#### Source records
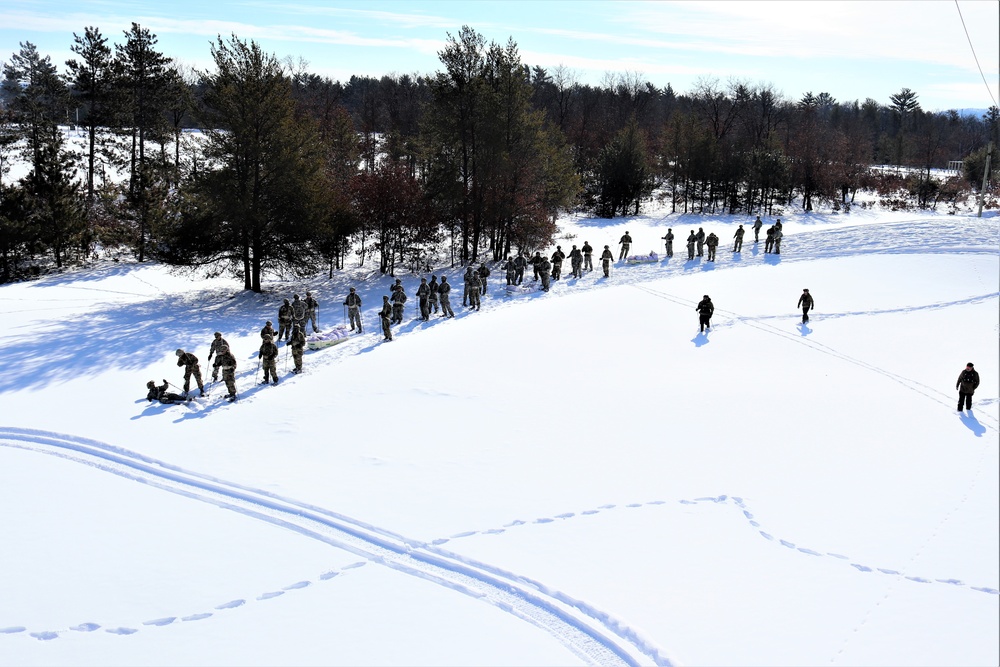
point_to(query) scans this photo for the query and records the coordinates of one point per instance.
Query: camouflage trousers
(229, 377)
(196, 372)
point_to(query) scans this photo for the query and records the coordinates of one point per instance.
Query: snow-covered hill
(562, 478)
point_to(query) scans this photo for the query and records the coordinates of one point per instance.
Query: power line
(988, 90)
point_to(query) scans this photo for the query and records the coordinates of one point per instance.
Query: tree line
(291, 172)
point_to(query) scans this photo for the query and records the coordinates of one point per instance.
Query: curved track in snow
(593, 636)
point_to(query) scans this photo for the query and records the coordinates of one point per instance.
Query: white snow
(565, 478)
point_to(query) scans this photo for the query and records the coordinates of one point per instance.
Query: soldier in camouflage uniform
(385, 315)
(445, 291)
(162, 395)
(588, 256)
(398, 300)
(423, 299)
(435, 288)
(484, 273)
(285, 320)
(626, 243)
(353, 303)
(217, 344)
(544, 269)
(576, 262)
(520, 264)
(606, 258)
(473, 286)
(535, 261)
(712, 241)
(669, 238)
(806, 303)
(705, 310)
(268, 355)
(298, 347)
(557, 257)
(298, 312)
(191, 367)
(311, 306)
(268, 330)
(227, 362)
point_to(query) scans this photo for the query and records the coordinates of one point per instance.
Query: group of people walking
(698, 241)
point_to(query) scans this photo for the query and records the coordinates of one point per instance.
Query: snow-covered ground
(565, 478)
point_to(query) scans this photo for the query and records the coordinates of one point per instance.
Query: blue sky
(853, 50)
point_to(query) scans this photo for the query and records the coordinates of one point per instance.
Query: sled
(328, 338)
(524, 288)
(651, 258)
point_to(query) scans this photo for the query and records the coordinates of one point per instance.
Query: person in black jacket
(968, 380)
(705, 310)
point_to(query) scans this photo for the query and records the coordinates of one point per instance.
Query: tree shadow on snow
(972, 423)
(700, 339)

#### Set task
Every entry must be reproduced exactly, with the images left out.

#### Solution for this task
point_to(query) scans this photo for the query and records the coordinates of one point per instance.
Query: camouflage trousers
(229, 377)
(196, 372)
point_to(query) scans this photo for the query and records the coordinates of one point per instance.
Query: snow-covered hill
(562, 478)
point_to(query) scans this photo for the query and records the coordinates of one point per instance.
Query: power line
(988, 90)
point_to(query) scans this photo for the query and records the coordinates of one point per instance.
Query: tree line
(291, 172)
point_to(query) scans this photo for the query and records the coordinates of one point per instance.
Query: curved track in snow
(593, 636)
point_to(query) scans this photo for the query and records the coordinates of one point per instance.
Query: white snow
(565, 478)
point_to(query) scans this photo for the query and records the coordinates of one point per instance.
Query: soldier in camouflage uniform
(385, 315)
(445, 291)
(162, 395)
(588, 256)
(398, 300)
(423, 299)
(435, 288)
(484, 273)
(285, 320)
(626, 243)
(353, 303)
(217, 344)
(544, 269)
(576, 262)
(520, 264)
(606, 258)
(473, 286)
(535, 261)
(712, 241)
(669, 238)
(806, 303)
(705, 310)
(268, 355)
(298, 347)
(557, 257)
(298, 312)
(191, 367)
(311, 306)
(268, 330)
(227, 362)
point_to(query) scans this photo for the query and records the coordinates of one point per instance.
Query: group of people walking
(698, 241)
point_to(query) scans this photo for the query and records the coordinates of one point per instance.
Query: snow-covered ground
(565, 478)
point_to(query) scans this photo for the query and records the coordinates of one point per instance.
Query: blue sky
(853, 50)
point_to(query) scans this photo for the query and records the coordinates of one point per instance.
Query: sled
(328, 338)
(524, 288)
(651, 258)
point_to(query) scans this photo for the query and records the coordinates of one point per instance.
Query: person in black jacket
(968, 380)
(705, 310)
point_to(query) scans this photo for the query and records the coordinates of one point per instance.
Query: tree shadow on snow
(972, 423)
(700, 339)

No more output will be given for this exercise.